• **Your task**: Go through the listing and copy every line word for word.

• **Data listing**:
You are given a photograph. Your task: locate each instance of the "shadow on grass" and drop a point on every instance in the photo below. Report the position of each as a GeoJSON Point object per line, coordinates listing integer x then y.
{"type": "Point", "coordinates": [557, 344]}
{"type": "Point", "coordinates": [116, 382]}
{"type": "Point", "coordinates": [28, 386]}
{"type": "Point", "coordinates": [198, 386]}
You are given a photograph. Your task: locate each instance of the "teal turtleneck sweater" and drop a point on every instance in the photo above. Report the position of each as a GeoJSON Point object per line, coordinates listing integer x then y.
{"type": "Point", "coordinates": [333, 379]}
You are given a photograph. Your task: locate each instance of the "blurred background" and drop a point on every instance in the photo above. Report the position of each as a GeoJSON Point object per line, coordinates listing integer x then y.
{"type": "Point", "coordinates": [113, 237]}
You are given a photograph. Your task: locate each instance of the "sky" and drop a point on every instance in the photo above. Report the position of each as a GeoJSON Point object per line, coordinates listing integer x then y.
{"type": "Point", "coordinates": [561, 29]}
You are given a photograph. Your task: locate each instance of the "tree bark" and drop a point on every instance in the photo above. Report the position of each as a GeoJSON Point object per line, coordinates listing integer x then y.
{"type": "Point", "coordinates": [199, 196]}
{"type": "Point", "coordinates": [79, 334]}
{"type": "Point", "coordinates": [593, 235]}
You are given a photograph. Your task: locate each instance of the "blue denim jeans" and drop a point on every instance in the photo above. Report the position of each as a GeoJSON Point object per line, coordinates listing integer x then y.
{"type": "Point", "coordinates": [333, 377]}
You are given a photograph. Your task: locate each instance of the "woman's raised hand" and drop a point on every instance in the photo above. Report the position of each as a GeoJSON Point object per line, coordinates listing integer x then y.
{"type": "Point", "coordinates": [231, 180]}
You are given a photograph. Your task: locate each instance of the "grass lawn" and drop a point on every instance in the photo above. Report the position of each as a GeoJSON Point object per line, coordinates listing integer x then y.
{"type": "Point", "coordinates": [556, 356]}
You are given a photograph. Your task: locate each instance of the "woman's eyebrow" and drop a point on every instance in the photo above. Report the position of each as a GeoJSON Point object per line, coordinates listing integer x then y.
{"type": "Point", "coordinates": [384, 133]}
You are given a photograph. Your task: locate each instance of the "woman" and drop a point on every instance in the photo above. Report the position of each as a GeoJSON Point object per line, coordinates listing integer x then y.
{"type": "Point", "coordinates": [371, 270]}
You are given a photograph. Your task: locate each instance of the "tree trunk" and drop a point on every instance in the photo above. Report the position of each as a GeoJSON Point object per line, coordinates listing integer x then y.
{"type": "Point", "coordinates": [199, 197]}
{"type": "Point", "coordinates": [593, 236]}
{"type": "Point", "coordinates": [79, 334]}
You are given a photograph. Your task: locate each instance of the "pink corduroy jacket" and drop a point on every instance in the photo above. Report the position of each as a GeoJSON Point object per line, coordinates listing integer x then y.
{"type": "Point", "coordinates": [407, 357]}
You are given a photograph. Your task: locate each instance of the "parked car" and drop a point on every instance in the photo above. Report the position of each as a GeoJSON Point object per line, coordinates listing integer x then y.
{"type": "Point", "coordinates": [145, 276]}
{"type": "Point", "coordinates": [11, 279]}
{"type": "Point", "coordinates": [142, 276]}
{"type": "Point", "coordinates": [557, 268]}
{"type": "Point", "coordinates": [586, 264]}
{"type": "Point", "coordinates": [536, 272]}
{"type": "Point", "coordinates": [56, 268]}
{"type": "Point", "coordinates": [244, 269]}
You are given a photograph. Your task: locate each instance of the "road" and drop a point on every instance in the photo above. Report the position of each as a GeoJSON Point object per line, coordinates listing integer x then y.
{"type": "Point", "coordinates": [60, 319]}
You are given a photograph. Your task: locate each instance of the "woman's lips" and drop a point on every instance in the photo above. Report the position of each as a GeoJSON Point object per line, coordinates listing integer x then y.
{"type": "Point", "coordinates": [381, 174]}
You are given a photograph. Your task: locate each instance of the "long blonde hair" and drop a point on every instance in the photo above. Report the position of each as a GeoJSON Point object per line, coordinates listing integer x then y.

• **Completed exercise**:
You are given a photograph. Your task: locate each instance of the "shadow on grass" and drop a point on every instance in the photo below. Report the position of each as a GeoJSON Point object per line, coordinates listing integer x then y.
{"type": "Point", "coordinates": [557, 344]}
{"type": "Point", "coordinates": [116, 382]}
{"type": "Point", "coordinates": [28, 386]}
{"type": "Point", "coordinates": [198, 386]}
You are given a photograph. Your task: locate each instance of the "teal turtleneck sweater" and drop a point on every instance in the photo above. Report the position of each as a GeoJSON Point object per line, coordinates listing integer x then y.
{"type": "Point", "coordinates": [333, 379]}
You are given a photograph. Your task: locate each instance of the "blurred background" and drop a point on every instance in the photo above. Report the position of each as a GeoJSON Point object per line, coordinates listing integer x then y.
{"type": "Point", "coordinates": [113, 237]}
You are given a photograph. Your task: locate each instance of the "sky" and drop a point on every instance in the photo above. Report the position of each as a GeoJSON Point object per line, coordinates listing integer x then y.
{"type": "Point", "coordinates": [561, 29]}
You are given a photograph. Your task: locate each instance of the "tree bark" and drop a point on every instance in the photo above. Report the position of each as a GeoJSON Point object per line, coordinates listing integer x then y.
{"type": "Point", "coordinates": [199, 196]}
{"type": "Point", "coordinates": [79, 334]}
{"type": "Point", "coordinates": [593, 235]}
You are given a photograph. Your task: locate each instance of the "blue denim jeans" and drop a point on every instance in the photo above. Report the position of each as a GeoJSON Point object per line, coordinates listing integer x then y.
{"type": "Point", "coordinates": [333, 377]}
You are given a photograph. Your task: locate each instance of the "woman's raised hand" and drop a point on every instance in the photo above. Report the position of each as a GeoJSON Point object per line, coordinates listing integer x then y.
{"type": "Point", "coordinates": [231, 180]}
You are given a photograph. Your task: locate each instance of the "grass lawn" and drop a point on every instance in the photo above. Report the position of each as a GeoJSON Point object per line, coordinates listing integer x then y.
{"type": "Point", "coordinates": [556, 356]}
You are given a photograph. Your task: locate each instance of the "woman's eyebrow" and drop a point on every instance in the photo above. Report the position of each as a GeoJSON Point object per line, coordinates listing integer x then y.
{"type": "Point", "coordinates": [384, 133]}
You are given a photograph. Your task: locate each instance of the "woman" and drop a point on every instance in the photo above. Report the position of each as a GeoJSON Point object per line, coordinates listing integer x then y.
{"type": "Point", "coordinates": [371, 270]}
You are given a photograph. Your task: locate each instance of the "tree trunk" and drop a point on every instance in the photo above. Report the position of each as a GeoJSON Point object per line, coordinates listing integer x then y.
{"type": "Point", "coordinates": [199, 197]}
{"type": "Point", "coordinates": [593, 236]}
{"type": "Point", "coordinates": [79, 334]}
You are given a photograph. Your task: locate each instance of the "pink corduroy jacket" and drop a point on every instance in the photo above. Report the position of each as a GeoJSON Point object per line, coordinates listing integer x then y.
{"type": "Point", "coordinates": [407, 357]}
You are given a photograph. Your task: locate each instance of the "parked car" and drop a point on every instance in the photo above. Report the position of each as a GeoJSON Point object per line, coordinates listing integer x then y.
{"type": "Point", "coordinates": [145, 276]}
{"type": "Point", "coordinates": [11, 279]}
{"type": "Point", "coordinates": [142, 276]}
{"type": "Point", "coordinates": [557, 268]}
{"type": "Point", "coordinates": [586, 264]}
{"type": "Point", "coordinates": [536, 272]}
{"type": "Point", "coordinates": [56, 268]}
{"type": "Point", "coordinates": [244, 269]}
You are given a photograph. Your task: locate each instance of the "road" and drop a point on every instance in the photo above. Report the position of each as a GeoJSON Point object per line, coordinates listing integer x then y.
{"type": "Point", "coordinates": [60, 319]}
You are given a photograph. Your task: locate each instance of the "woman's lips" and drop a point on every instance in the photo above. Report the position of each as a GeoJSON Point object per line, coordinates listing integer x then y.
{"type": "Point", "coordinates": [381, 174]}
You are given a photograph. Your task: locate each instance of the "long blonde hair" and drop a point on every instance in the photo above. Report the position of each as a GeoJSON Point object per line, coordinates listing integer x then y.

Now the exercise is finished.